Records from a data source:
== == ==

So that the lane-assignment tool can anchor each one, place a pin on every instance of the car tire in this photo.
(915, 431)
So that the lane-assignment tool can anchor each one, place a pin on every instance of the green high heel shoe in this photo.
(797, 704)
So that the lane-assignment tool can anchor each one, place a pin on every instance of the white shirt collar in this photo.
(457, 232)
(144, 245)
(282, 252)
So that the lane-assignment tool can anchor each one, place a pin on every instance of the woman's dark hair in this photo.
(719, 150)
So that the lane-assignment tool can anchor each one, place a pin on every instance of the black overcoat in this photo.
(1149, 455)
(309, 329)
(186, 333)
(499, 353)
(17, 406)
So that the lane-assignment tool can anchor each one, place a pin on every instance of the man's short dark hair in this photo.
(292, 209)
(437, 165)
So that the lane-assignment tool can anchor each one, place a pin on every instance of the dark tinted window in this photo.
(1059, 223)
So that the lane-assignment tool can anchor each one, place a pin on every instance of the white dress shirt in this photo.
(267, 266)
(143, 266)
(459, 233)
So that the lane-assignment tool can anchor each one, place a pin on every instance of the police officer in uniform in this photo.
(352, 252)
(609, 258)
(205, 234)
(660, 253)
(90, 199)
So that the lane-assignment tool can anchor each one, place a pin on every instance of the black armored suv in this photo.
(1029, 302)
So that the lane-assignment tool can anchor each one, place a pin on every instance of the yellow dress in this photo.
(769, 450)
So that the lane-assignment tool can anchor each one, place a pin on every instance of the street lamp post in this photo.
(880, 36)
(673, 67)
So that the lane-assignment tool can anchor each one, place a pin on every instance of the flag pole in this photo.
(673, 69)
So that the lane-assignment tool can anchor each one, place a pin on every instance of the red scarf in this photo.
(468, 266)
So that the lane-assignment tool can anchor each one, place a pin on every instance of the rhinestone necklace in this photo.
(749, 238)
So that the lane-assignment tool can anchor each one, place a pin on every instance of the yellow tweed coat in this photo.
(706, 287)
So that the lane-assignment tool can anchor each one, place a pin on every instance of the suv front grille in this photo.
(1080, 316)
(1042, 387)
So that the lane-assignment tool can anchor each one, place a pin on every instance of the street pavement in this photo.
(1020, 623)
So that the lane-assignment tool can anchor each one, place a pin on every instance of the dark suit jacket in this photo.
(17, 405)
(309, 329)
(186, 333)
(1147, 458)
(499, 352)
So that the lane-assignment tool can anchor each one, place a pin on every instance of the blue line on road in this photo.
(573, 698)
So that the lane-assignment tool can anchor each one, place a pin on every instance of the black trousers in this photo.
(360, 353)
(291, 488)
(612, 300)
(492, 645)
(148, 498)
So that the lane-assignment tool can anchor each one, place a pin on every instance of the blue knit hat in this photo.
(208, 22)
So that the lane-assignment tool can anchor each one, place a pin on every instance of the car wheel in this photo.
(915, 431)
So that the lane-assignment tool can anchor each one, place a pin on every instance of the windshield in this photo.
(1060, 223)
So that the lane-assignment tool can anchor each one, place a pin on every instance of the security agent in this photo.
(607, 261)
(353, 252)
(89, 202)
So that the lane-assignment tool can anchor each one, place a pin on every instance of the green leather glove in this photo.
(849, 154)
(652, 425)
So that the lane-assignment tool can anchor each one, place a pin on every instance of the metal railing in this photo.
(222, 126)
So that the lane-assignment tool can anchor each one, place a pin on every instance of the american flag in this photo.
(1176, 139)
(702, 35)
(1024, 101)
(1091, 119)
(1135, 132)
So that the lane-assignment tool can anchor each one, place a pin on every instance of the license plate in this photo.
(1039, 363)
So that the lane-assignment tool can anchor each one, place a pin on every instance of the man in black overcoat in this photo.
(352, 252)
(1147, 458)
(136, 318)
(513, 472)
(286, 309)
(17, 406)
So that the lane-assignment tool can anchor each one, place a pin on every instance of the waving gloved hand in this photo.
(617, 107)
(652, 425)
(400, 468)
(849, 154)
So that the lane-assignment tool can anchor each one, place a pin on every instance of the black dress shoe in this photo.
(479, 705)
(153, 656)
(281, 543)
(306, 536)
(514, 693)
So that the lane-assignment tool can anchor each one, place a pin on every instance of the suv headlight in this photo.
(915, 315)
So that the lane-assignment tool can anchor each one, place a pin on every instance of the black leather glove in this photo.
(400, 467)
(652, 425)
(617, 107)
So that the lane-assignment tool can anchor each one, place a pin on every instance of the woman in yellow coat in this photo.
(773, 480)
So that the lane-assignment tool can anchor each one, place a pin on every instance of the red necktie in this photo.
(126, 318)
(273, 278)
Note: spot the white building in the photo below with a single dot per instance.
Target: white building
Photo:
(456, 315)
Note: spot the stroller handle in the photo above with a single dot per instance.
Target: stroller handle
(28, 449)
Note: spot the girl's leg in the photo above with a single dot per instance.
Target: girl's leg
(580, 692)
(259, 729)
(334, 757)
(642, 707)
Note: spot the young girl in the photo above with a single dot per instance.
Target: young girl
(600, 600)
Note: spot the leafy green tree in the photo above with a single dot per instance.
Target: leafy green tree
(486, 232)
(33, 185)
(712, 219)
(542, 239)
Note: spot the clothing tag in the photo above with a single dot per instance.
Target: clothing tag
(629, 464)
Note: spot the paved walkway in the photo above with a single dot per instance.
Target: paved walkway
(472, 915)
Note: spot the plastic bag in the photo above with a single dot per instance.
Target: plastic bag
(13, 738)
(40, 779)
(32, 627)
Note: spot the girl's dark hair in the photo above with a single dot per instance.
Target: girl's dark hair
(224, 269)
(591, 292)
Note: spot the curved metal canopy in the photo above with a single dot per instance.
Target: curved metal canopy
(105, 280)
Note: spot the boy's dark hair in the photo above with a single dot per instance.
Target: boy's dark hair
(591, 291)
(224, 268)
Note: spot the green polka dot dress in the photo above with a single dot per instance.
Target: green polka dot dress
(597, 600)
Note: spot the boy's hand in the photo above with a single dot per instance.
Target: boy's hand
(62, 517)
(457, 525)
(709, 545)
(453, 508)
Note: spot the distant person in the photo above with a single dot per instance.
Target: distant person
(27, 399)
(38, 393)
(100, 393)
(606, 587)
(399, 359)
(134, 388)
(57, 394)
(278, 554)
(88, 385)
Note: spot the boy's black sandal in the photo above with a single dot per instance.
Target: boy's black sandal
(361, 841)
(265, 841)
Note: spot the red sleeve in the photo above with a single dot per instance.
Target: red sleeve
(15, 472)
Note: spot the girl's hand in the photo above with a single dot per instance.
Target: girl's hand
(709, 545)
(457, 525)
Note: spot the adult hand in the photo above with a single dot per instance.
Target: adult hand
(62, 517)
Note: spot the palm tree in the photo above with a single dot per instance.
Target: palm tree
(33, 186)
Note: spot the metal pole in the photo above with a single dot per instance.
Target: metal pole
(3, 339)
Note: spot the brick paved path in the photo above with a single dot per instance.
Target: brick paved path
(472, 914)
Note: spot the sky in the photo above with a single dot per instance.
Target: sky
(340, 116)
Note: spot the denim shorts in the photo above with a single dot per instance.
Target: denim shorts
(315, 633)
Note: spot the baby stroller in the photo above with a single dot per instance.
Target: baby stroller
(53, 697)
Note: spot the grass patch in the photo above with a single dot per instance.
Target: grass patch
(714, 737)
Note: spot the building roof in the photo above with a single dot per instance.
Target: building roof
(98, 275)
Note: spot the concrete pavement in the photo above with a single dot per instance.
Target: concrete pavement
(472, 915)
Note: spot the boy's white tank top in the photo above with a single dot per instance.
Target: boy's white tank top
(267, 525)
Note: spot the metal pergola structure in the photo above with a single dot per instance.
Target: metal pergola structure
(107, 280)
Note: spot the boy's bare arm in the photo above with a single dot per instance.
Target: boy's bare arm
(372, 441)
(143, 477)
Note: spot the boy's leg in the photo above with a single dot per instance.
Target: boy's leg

== == ==

▶ WORK ITEM
Using the records above, write out exactly the lines from the one containing "Note: spot the boy's white" through the last, and add nothing.

▶ TASK RESPONSE
Note: spot the boy's white tank top in the photo above with a single dot per instance.
Target: boy's white tank top
(267, 525)
Note: spot the metal pergola structure in the photo above with a single dot per instance.
Target: metal pergola structure
(107, 280)
Note: spot the boy's bare arm in the photo above with a single dot per instance.
Target: boy's bare arm
(372, 441)
(143, 477)
Note: spot the boy's leg in the photo above with a single dot per instance.
Target: boy's leg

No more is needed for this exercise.